• _Text passage_
┏━━

Valuation of seed stage startups

I don’t care that much about valuation, and thus pay slight attention to this parameter when deciding whether to invest or not in a startup. Apparently, I am not the only one. In a recent post, Sam Altman, of YC fame, provided his recipe for successful investment in startups, which doesn’t mention valuation at all.

Hunting for a diamond

Similarly to what Fred Wilson stated in his post “Venture Fund Economics: When One Deal Returns The Fund“, I don’t try to “swing for the fences“, I just try to create a reasonably well-diversified portfolio that corresponds to my values and interests.

Some will read this and suggest that our business is all about swinging for the fences. But I don’t think so. There are hitters in baseball, the best hitters in fact, that hit balls out of the park when they are just trying to make good contact. That’s how you have to do it in the venture business. You try to make 20 great investments and you work with them closely in hopes that four years in you have six or seven that have home run potential, and after ten years, you maybe hit one or two out of the park. If you try to hit every one out of the park day one, you’ll strike out way too much and the fund won’t work out very well. – Fred Wilson

Swinging for the fences would require being in the 1% of the angel investment community, and being capable of identifying entrepreneurs that are also in the 1% of their industry. It implies being capable of making extensive use of second-order thinking. Without contradicting the above, Altman’s guidance for “thinking big” additionally applies:

You should try to limit yourself to opportunities that could be $10 billion companies if they work

From hypothetical to real value

Investing in seed rounds is going from hypothetical value to real value.

In seed investments don’t focus too much on hard metrics but rather on more intangible factors such as the grit of the founder, size of the future market, optionality (did anybody say pivot?) and potential systemic leadership of the startup that you are considering funding.

In my view, most financial analysis is backward-looking, and the discounted cash flow analysis performed at the due diligence stage is only based on the founder’s promises/narrative. With these tools, how are we supposed to appraise the potential income or impact of a startup?

┗━━

• _Set task A_
Answer these questions about the piece on seed-stage startup valuation:
(i) How many great investments does Fred Wilson say you should try to make?
(ii) What size of company should opportunities be able to become, according to Altman's guidance?
(iii) How does the author describe most financial analysis?
• _Set task B_
Carry the piece on seed-stage startup valuation forward from its final question.
The material that comes next has no connection to the piece on seed-stage startup valuation.

• _Data segment_
┏━━

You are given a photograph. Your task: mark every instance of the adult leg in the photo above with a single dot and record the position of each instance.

┗━━

• _Expected answer A_
(i) 20
(ii) $10 billion, if they work
(iii) As backward-looking

• _Expected answer B_
This said I am one of those that firmly believe that you should hold founders accountable for their projections vs. real achievements. Once you have agreed to the goals self-imposed by founders, do hold them accountable for the gap between expectations and reality, and let them explain how they will overcome any obstacles that they didn’t initially anticipate. You should challenge the action plan if it is not bold enough or clearly pointing in the path to failure, in all other cases I normally stay put until the next investor update.

Another way to look for value

Asking hard questions in addition to those that I included in doing due diligence as per my investment criteria

  • Are you meeting your financial targets?
  • What’s your path to profitability?
  • How much fundraising is required to get there?
  • How much will investors get diluted?
  • What’s your burn?
  • How much runway is left?
  • What are the anti-dilution rights?
  • What is the liquidation preference of the money already raised?


Valuations measure the trade off between current prices and a very long-term stream of expected future cash flows. Every useful valuation ratio is just shorthand for that calculation. Every valuation ratio that fails that criterion is inferior, and you can show it in historical data.

John P. Hussman, Ph.D.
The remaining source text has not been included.